### DATASET RECORDS ###
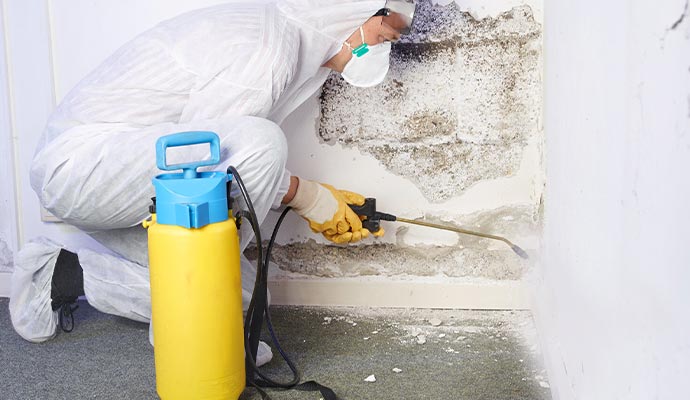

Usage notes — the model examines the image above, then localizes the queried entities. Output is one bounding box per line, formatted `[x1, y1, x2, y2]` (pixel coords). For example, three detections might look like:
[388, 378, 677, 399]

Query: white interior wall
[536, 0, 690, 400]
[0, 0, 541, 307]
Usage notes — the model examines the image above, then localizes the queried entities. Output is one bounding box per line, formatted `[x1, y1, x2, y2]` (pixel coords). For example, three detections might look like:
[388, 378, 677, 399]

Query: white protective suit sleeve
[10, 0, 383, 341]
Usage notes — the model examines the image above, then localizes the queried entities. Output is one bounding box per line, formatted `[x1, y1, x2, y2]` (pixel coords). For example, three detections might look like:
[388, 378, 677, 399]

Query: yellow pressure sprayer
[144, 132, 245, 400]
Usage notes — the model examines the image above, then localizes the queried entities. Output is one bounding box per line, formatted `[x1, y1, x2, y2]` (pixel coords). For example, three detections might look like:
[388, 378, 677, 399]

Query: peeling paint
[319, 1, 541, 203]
###
# TASK
Copy out the items word for word, starting at the very beginning and going on through the line that contains "[0, 0, 541, 307]". Leave the pictures out of your copy.

# TASK OUTPUT
Usage notes — the model examines the image above, then localizes the queried entities. Output is one bounding box per line, formatted `[x1, y1, x2, y2]` (pixel coords). For example, three detections might look like:
[388, 378, 677, 399]

Query: white interior wall
[536, 0, 690, 400]
[0, 0, 541, 307]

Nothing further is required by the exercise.